The word "meadow" occurs in some lines of the data. Return each such line.

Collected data
◆ ◆ ◆ ◆ ◆
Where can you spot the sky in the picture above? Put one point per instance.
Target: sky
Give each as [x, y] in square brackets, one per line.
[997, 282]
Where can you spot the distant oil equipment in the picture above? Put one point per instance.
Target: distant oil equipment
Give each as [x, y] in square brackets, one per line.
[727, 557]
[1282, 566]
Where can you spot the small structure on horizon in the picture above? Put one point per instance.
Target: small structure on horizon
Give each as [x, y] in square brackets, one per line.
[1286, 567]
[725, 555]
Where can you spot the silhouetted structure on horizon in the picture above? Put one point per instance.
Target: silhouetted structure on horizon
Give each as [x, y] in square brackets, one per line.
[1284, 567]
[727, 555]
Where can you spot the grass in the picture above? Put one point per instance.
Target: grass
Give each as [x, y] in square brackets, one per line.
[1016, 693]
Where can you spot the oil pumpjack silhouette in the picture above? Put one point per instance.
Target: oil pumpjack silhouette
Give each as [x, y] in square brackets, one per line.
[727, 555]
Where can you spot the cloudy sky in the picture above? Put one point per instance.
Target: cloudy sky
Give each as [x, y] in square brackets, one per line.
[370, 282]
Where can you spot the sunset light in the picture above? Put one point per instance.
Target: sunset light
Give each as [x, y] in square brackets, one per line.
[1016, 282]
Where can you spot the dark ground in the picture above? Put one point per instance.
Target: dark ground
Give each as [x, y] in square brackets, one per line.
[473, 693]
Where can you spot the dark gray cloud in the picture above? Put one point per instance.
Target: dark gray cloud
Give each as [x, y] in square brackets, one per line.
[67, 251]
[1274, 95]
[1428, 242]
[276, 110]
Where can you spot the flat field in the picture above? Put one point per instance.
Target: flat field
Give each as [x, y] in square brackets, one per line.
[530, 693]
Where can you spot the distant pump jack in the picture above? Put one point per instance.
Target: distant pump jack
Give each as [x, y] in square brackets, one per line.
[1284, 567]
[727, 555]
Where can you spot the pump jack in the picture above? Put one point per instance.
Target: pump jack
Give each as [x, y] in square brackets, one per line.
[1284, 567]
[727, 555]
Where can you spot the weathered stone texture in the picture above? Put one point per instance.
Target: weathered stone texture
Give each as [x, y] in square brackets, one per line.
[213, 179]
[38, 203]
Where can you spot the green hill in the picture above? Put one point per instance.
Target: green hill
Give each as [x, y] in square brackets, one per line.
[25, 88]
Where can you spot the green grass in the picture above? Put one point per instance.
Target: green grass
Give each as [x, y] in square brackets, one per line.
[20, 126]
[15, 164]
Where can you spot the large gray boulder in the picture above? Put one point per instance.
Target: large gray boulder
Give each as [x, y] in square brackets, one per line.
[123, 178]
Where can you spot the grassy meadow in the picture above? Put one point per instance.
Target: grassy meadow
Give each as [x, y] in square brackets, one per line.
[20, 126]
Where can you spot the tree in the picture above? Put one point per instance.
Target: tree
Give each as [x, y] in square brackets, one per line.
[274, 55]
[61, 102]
◆ ◆ ◆ ◆ ◆
**RESULT OF THIS TASK**.
Where can you spot the grassy meadow in the picture above? Put one point per instance.
Target: grassy meadow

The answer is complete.